TEXT PROVIDED:
_ _ _ _ _ _ _

All presidents indulge in end-of-the-term environmental rule-making, partly to tie up bureaucratic loose ends but mainly to lock in policies that their successor will be hard pressed to reverse.
President Bill Clinton's midnight regulations were mostly good, including a rule protecting 60 million acres of national forests from road-building and most commercial development. Not surprisingly, most of President Bush's proposals are not.
Exhibit A is a set of six resource management plans covering 11 million acres of federal land in Utah. They would open millions of acres to oil and gas drilling and off-road vehicles, risking priceless cultural artifacts and some of the most breathtaking open spaces in America. The plans, each more than 1,000 pages, were dumped on an unsuspecting public in the last few weeks by the Bureau of Land Management.
The bureau claims that it wasn't trying to pull a fast one and that drafts were available months ago. But the final documents are what count. The public now has only a few short weeks to register objections before the secretary of the interior makes them final.
Why the rush? The agency says it had to wrap things up before it ran out of planning money. What we are really seeing, though, is the last gasp of the Cheney drill-now, drill-everywhere energy strategy; one last favor to the oil and gas drillers and the off-road vehicle enthusiasts before a more conservation-minded president (both Sens. Barack Obama and John McCain have far better records than Bush) comes to town.
Environmentalists are also suspicious of the Interior Department's recent proposal to revoke a longstanding if rarely used regulation that gives Congress and the interior secretary emergency powers to protect public lands when commercial development seems to pose immediate environmental dangers.
Dirk Kempthorne, the interior secretary, decided that the rule was unnecessary after Rep. Raul Grijalva of Arizona and about 20 other members of the House Natural Resources Committee ordered him to withdraw about 1 million acres near the Grand Canyon from new uranium mining claims to give officials time to assess potential damage to the air and water.

_ _ _ _ _ _ _

Dataset items
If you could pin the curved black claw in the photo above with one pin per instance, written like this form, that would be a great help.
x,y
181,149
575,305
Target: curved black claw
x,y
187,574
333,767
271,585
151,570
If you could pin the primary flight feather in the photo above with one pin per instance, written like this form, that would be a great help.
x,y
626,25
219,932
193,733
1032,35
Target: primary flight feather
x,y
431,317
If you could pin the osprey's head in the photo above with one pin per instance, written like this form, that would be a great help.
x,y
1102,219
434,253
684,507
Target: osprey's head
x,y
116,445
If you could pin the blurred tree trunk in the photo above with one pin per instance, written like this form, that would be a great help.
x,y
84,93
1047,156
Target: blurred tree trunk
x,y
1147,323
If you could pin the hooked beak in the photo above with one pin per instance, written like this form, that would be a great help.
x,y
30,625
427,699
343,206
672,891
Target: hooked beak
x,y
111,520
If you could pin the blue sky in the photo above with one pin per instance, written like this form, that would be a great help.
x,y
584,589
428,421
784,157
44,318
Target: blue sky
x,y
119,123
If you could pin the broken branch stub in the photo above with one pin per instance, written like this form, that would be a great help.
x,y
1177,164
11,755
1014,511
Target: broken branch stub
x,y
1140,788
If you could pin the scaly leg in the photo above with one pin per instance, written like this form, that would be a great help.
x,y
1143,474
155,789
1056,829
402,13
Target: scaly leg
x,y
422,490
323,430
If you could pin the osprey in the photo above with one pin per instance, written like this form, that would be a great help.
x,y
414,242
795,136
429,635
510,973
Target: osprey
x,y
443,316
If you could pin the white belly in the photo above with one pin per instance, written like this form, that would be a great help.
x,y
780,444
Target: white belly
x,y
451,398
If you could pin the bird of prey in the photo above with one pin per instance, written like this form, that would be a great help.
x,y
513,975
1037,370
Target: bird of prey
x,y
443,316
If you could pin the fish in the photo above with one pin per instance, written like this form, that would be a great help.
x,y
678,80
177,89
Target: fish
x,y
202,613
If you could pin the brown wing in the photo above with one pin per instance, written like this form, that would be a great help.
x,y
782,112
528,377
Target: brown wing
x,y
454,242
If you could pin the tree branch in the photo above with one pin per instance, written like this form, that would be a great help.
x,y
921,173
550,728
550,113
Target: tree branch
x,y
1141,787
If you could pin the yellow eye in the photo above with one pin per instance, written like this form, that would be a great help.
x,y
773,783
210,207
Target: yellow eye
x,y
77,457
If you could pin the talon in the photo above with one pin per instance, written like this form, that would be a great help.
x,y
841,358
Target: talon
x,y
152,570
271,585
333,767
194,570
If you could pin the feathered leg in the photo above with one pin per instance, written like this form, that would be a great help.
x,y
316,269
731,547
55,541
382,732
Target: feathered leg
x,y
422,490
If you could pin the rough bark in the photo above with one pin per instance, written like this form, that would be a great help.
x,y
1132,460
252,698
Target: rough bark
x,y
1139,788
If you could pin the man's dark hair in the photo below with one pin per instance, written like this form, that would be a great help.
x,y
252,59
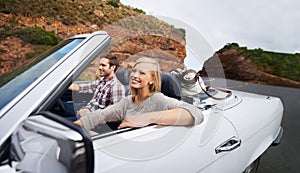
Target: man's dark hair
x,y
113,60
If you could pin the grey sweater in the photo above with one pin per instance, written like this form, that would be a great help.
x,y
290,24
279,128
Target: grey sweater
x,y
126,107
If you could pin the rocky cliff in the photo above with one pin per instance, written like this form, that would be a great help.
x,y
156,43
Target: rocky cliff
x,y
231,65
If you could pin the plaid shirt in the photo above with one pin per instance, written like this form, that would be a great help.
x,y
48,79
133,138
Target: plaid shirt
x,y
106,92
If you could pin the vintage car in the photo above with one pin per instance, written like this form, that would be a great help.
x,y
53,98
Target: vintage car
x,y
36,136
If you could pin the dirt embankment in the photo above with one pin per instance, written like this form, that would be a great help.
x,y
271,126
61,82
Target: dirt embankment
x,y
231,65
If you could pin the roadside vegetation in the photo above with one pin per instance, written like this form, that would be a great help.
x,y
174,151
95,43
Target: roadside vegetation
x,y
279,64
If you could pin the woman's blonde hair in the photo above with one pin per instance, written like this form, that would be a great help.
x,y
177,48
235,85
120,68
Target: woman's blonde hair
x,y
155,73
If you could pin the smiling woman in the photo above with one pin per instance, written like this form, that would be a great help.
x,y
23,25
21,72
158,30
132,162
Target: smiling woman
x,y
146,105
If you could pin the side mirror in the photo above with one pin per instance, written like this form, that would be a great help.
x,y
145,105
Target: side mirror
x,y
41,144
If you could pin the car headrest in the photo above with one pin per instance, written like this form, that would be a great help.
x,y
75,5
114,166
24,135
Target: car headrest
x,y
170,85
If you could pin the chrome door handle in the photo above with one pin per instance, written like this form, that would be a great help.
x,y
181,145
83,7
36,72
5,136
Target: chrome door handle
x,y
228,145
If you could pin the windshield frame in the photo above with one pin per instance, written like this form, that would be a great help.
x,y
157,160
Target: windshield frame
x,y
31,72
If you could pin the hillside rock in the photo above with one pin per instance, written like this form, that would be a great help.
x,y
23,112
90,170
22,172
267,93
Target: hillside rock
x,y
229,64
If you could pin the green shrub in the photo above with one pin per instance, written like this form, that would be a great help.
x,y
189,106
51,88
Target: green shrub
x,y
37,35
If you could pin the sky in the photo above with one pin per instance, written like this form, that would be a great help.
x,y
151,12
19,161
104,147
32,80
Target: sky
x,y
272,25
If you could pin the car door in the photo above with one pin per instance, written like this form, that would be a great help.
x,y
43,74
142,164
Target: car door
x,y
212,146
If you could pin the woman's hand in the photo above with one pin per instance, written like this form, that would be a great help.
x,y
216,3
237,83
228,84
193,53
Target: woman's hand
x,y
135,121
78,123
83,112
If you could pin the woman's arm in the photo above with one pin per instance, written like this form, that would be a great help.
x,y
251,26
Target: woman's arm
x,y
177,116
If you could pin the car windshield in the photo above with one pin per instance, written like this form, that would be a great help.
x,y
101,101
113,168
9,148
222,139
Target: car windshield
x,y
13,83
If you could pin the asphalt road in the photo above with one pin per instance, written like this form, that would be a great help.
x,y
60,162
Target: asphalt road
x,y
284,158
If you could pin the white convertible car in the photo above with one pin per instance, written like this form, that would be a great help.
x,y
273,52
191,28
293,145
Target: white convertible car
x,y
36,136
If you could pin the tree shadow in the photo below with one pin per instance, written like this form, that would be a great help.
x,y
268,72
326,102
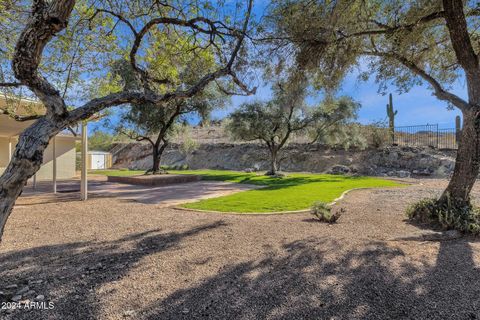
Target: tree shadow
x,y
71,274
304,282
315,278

_ _ _ _ _ _ _

ACTIVITIES:
(1) Rewrite the paragraph of the editorial that begins "Exhibit A is a set of six resource management plans" as a short bulleted list, keeping its main facts.
(2) Continue the editorial on end-of-term environmental rules, picking up after its final sentence.
The dataset items have no connection to the editorial about end-of-term environmental rules.

ANSWERS BY ITEM NUMBER:
(1)
- Six resource management plans cover 11 million acres of federal land in Utah.
- They would open millions of acres to oil and gas drilling and off-road vehicles.
- This would put priceless cultural artifacts and some of America's most breathtaking open spaces at risk.
- The Bureau of Land Management released the plans, each more than 1,000 pages long, in the last few weeks, catching the public unaware.

(2)
Arguing that the committee did not have a quorum and that he had other means of guarding against damage, Kempthorne not only refused to obey the committee's order but proposed to rescind the departmental rule requiring him to obey it. The public has been given 15 days to comment, after which Kempthorne will be free to jettison the rule.
Kempthorne is also pressing ahead with plans to scale back important protections required by the Endangered Species Act by eliminating some mandatory scientific reviews by the Fish and Wildlife Service of federal projects that could threaten imperiled animals and plants.
The new rule - which could be made final at any moment - would allow projects likes roads, bridges and dams to proceed without review if the agency in charge decides they will cause no environmental harm. The National Audubon Society and other groups have compiled an extensive list of cases in which the agencies misjudged the threat and Fish and Wildlife Service scientists had to intervene to protect the species.
Some of the administration's recent regulations have been helpful - one tightening pollution controls on small engines like lawnmowers, another tightening lead emissions. But others could cause serious and lasting damage. And there are still three nerve-racking months to go before Bush leaves office.